Dokumentauszug:
::::

Kultur

06.07.2012

Hörfähigkeit verbessern

Alexander Pereira übernimmt die Salzburger Festspiele

Dieser Tage endet seine Intendanz in Zürich – die nächste ist längst unter Dach und Fach: Alexander Pereira über- nimmt die Salzburger Festspiele. Seine Überzeugung: Das Publikum muss besser hören lernen.
Der neue Intendant überrumpelte sogar Berufs-Grantler und Untergangs-Witternde mit einem Kontinente und Epoche umfas-senden Musik- und Theaterprogramm, das Interpretenaufgebot lässt selbst Festspiel-Stammgäste die Qual der Wahl auskosten: an Mariä Himmelfahrt etwa muss man sich zwischen vier Konzerten und Ariadne auf Naxos um 15 Uhr oder La Boheme um 17 Uhr entscheiden – man spielt neuerdings Oper gleich an vier Schnürlregen sicheren Orten.

::::

Datensatzauszug:

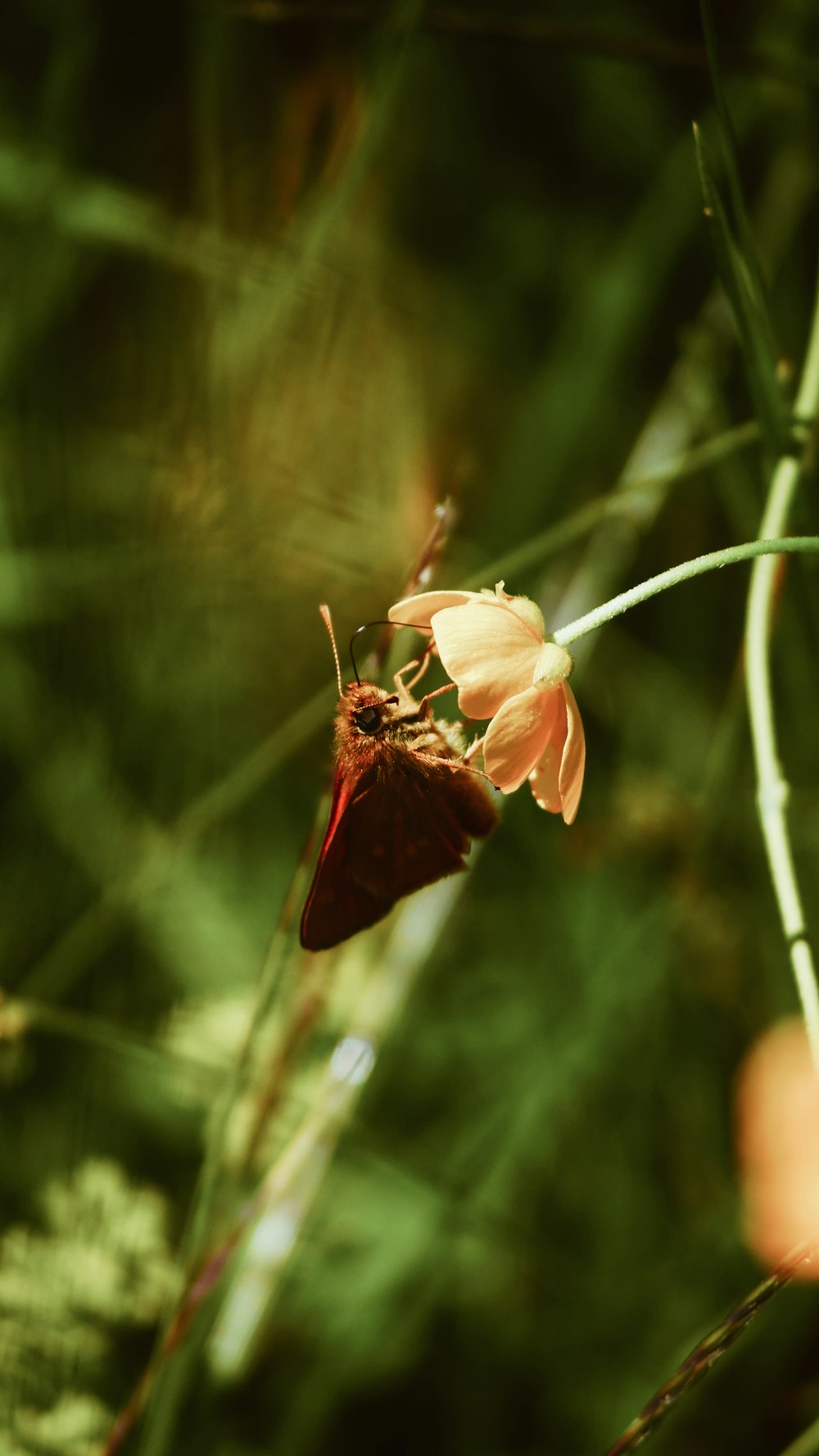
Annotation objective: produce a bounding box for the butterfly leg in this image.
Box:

::::

Aufgaben und Probleme:
1. Wiederhole aus dem Artikel über Alexander Pereira den Abschnitt von „Hörfähigkeit verbessern“ bis „Schnürlregen sicheren Orten.“ wortgetreu.
2. Gib für jede der folgenden Aussagen an, ob sie mit dem Artikel über Alexander Pereira übereinstimmt, und belege jede Antwort mit einem wörtlichen Zitat aus dem Artikel: (a) Pereiras Intendanz in Zürich endet dieser Tage. (b) Laut Pereira muss das Orchester besser hören lernen. (c) An Mariä Himmelfahrt beginnt La Boheme um 15 Uhr.

Lösungsübersicht:
1.
Hörfähigkeit verbessern

Alexander Pereira übernimmt die Salzburger Festspiele

Dieser Tage endet seine Intendanz in Zürich – die nächste ist längst unter Dach und Fach: Alexander Pereira über- nimmt die Salzburger Festspiele. Seine Überzeugung: Das Publikum muss besser hören lernen.
Der neue Intendant überrumpelte sogar Berufs-Grantler und Untergangs-Witternde mit einem Kontinente und Epoche umfas-senden Musik- und Theaterprogramm, das Interpretenaufgebot lässt selbst Festspiel-Stammgäste die Qual der Wahl auskosten: an Mariä Himmelfahrt etwa muss man sich zwischen vier Konzerten und Ariadne auf Naxos um 15 Uhr oder La Boheme um 17 Uhr entscheiden – man spielt neuerdings Oper gleich an vier Schnürlregen sicheren Orten.

2.
(a) Ja: „Dieser Tage endet seine Intendanz in Zürich“
(b) Nein: „Das Publikum muss besser hören lernen.“
(c) Nein: „La Boheme um 17 Uhr“